- [Ketentuan Tugas A]
Berapa banyak baris dalam catatan yang memuat kata "vegetation"? Tuliskan angkanya saja.

- [Teks Bacaan]
Perlu diketahui bahwa masyarakat Toraja memiliki banyak jenis bibit padi lokal yang menghasilkan variasi beras putih, merah, dan hitam. Bibit lokal telah memberikan hasil panen yang memuaskan dan memiliki karakter bulir padi yang besar serta daya tahan yang relatif tinggi terhadap hama ketika ditanam maupun disimpan di lumbung dalam waktu relatif lama. Orang Toraja mengenal lumbung padi sebagai alang. Seperti halnya kuang, alang adalah sistem kearifan lokal yang terkait ketahanan pangan. Jika gorang memiliki makna sekadar gudang padi, lain hal dengan alang yang punya makna budaya dan status sosial.
Kuang memiliki fungsi yang dominan pada aspek ekologis sebagai stabilisator ekosistem dan salah satu penyedia lauk, sementara alang memiliki arti/peran yang holistik pada tradisi. Alang biasanya diletakkan berbaris di depan rumah besar tradisional (tongkonan). Bentuk lumbung inilah yang mirip dengan rumah besar dengan atap serupa bahtera dan keseluruhan permukaan bangunannya dipenuhi ukiran simetris berwarna hitam, merah, putih, dan kuning. Alang menjadi simbol yang mewakili “anak” dari tongkonan, sehingga corak pahatan pada dinding kayu alang pun tak sembarangan dibuat, melainkan mengacu pada motif induknya. Maka, kompleks tongkonan (dengan alang-alang-nya) bisa dikatakan sebagai mikrokosmos Orang Toraja. Di sinilah letak filosofi kehidupan dan identitas Toraja melekat.
Ketika panen raya tiba, gabah-gabah disimpan di lumbung dan akan digunakan sebagai cadangan pangan dan dikonsumsi sehari-hari untuk makan dan upacara adat. Selain menjadi gudang pangan, bagian bawah lumbung juga digunakan sebagai tempat menerima tamu serta tempat duduk bagi keluarga ketika menghadiri upacara. Mereka yang duduk di lumbung memiliki aturan untuk urutan duduk secara hierarkis.
Perubahan yang Datang Kemudian
Tetapi, kini situasi telah berubah! Perubahan pada kuang dan lumbung itulah yang meningkatkan kerentanan Masyarakat Adat Toraja, baik dari aspek ketahanan pangan maupun pelestarian budaya dan tradisi, terutama kaitannya dengan kebencanaan (perspektif pengurangan risiko bencana).
Bibit padi hasil rekayasa genetik — atau “bibit unggul” yang diperkenalkan (mungkin dipaksakan) pemerintah — datang bersamaan dengan pupuk non-organik dan pestisida. Momentum tersebut membawa perubahan besar bagi keberlangsungan corak bertani di Toraja. Ikan-ikan tak sebanyak dulu karena tidak mampu bertahan dengan sebaran pupuk dan pestisida kimia. Maka sebagian petani ada yang beranggapan kalau kuang tak perlu lagi diterapkan.

- [Ketentuan Tugas B]
Menurut teks tentang lumbung padi Toraja, warna apa saja yang dimiliki ukiran simetris pada permukaan bangunan alang? Sebutkan semuanya.

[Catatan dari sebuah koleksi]
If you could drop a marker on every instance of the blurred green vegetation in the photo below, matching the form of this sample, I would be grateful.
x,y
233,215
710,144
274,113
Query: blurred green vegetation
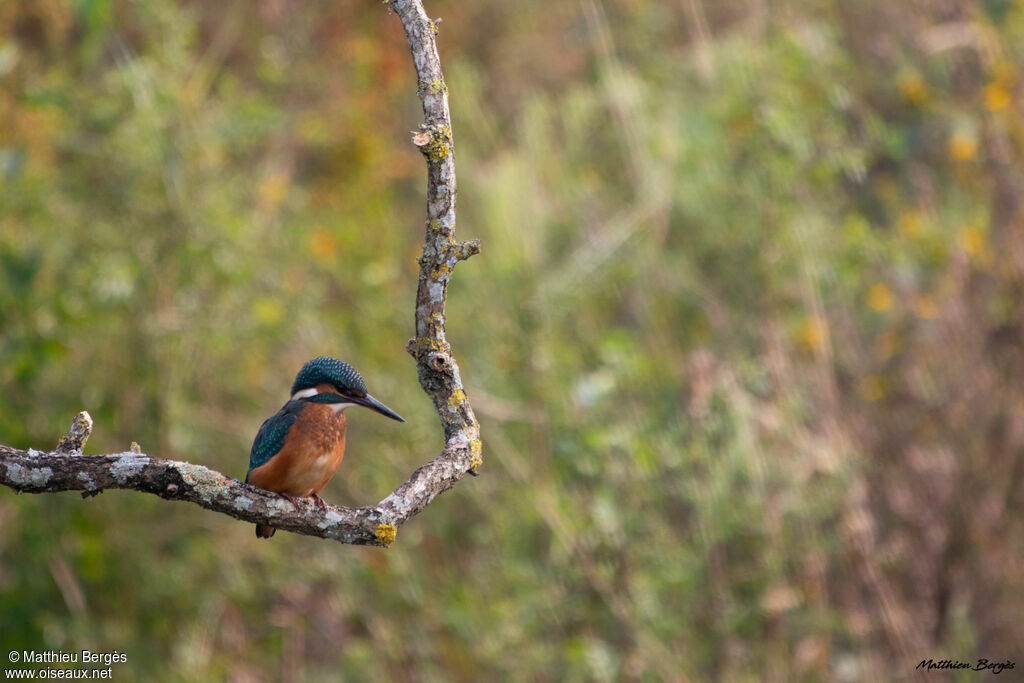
x,y
744,340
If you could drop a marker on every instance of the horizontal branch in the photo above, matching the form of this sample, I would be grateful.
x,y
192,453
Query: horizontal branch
x,y
40,472
66,469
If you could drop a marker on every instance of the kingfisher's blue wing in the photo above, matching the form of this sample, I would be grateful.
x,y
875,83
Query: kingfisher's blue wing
x,y
270,437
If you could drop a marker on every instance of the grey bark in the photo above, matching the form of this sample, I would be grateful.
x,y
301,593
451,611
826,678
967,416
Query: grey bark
x,y
67,469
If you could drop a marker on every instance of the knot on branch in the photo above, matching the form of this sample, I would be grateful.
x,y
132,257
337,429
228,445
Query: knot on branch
x,y
434,141
464,250
79,433
440,363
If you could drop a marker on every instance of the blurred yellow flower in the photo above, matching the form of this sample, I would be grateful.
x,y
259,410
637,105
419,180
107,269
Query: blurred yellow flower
x,y
996,97
888,345
273,189
910,223
971,240
963,146
913,88
813,333
268,310
323,244
871,388
880,298
926,306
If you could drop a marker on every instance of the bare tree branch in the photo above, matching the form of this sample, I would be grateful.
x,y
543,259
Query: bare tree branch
x,y
67,469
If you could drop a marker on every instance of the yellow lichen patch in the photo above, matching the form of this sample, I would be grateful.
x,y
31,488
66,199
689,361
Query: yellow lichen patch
x,y
385,534
426,343
455,400
475,446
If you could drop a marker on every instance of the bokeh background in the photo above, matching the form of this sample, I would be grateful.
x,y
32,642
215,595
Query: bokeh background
x,y
744,339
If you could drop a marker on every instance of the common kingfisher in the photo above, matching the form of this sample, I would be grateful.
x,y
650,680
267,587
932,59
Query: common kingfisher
x,y
298,450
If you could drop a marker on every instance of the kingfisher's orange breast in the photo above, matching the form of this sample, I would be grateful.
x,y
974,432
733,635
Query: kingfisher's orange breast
x,y
310,456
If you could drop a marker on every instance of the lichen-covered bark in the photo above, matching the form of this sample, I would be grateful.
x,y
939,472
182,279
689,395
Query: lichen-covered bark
x,y
37,472
66,469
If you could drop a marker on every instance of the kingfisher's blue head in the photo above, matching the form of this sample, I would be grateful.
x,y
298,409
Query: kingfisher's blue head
x,y
336,382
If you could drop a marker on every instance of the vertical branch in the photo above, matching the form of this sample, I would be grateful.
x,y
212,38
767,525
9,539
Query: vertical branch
x,y
438,371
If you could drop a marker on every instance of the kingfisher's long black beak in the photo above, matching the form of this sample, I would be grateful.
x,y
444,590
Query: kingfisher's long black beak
x,y
374,404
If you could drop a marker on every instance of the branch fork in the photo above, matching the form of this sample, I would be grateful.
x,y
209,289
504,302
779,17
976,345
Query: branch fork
x,y
67,469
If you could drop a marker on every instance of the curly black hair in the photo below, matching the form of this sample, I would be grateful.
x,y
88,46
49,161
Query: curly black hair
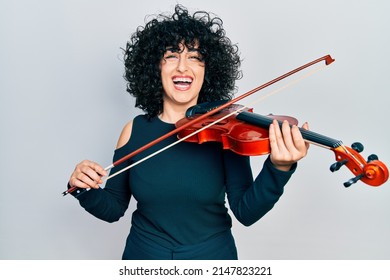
x,y
148,44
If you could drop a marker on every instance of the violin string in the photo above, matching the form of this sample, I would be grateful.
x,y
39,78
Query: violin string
x,y
244,107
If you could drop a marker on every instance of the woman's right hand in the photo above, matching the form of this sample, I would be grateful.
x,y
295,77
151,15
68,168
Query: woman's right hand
x,y
87,174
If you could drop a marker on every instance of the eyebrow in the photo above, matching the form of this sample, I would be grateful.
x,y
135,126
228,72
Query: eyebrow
x,y
176,49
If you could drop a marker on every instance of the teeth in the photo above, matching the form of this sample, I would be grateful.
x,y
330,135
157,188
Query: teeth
x,y
182,80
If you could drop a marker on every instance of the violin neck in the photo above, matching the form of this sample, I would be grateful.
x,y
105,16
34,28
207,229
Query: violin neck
x,y
310,136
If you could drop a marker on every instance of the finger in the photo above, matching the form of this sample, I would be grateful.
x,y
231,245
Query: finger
x,y
299,142
95,166
306,127
287,140
272,136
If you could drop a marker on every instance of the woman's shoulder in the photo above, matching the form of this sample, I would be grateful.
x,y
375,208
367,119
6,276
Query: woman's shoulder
x,y
125,135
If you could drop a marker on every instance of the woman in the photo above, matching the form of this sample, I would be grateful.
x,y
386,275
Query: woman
x,y
173,63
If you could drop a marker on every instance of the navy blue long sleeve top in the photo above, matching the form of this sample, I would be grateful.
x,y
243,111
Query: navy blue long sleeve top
x,y
181,192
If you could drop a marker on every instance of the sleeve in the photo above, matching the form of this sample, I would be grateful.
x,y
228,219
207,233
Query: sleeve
x,y
249,199
109,204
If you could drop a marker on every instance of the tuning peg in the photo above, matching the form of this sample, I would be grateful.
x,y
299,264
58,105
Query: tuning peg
x,y
372,157
353,181
337,165
358,147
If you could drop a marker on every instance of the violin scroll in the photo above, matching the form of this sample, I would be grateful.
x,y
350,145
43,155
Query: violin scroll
x,y
373,172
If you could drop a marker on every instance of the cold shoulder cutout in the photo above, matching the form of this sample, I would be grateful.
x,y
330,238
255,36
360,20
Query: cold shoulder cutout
x,y
125,135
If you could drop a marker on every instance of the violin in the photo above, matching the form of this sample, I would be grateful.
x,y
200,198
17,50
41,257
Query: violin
x,y
246,133
254,127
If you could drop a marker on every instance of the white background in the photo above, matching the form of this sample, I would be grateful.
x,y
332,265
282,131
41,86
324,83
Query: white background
x,y
63,99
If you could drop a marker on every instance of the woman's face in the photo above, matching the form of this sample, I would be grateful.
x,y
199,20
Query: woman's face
x,y
182,74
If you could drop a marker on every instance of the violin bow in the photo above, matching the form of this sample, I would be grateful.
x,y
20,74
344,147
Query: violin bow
x,y
327,59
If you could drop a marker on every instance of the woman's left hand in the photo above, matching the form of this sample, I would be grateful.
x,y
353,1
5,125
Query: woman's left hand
x,y
287,145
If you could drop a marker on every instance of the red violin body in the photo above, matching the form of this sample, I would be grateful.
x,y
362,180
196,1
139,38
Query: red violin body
x,y
246,133
238,136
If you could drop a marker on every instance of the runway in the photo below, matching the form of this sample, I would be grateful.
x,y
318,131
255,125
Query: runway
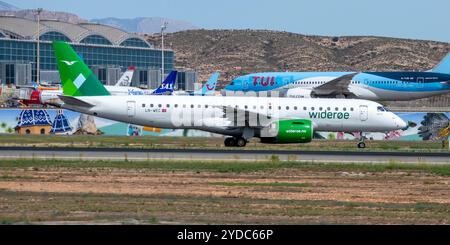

- [Jawaban Lengkap A]
2

- [Jawaban Lengkap B]
Hitam, merah, putih, dan kuning.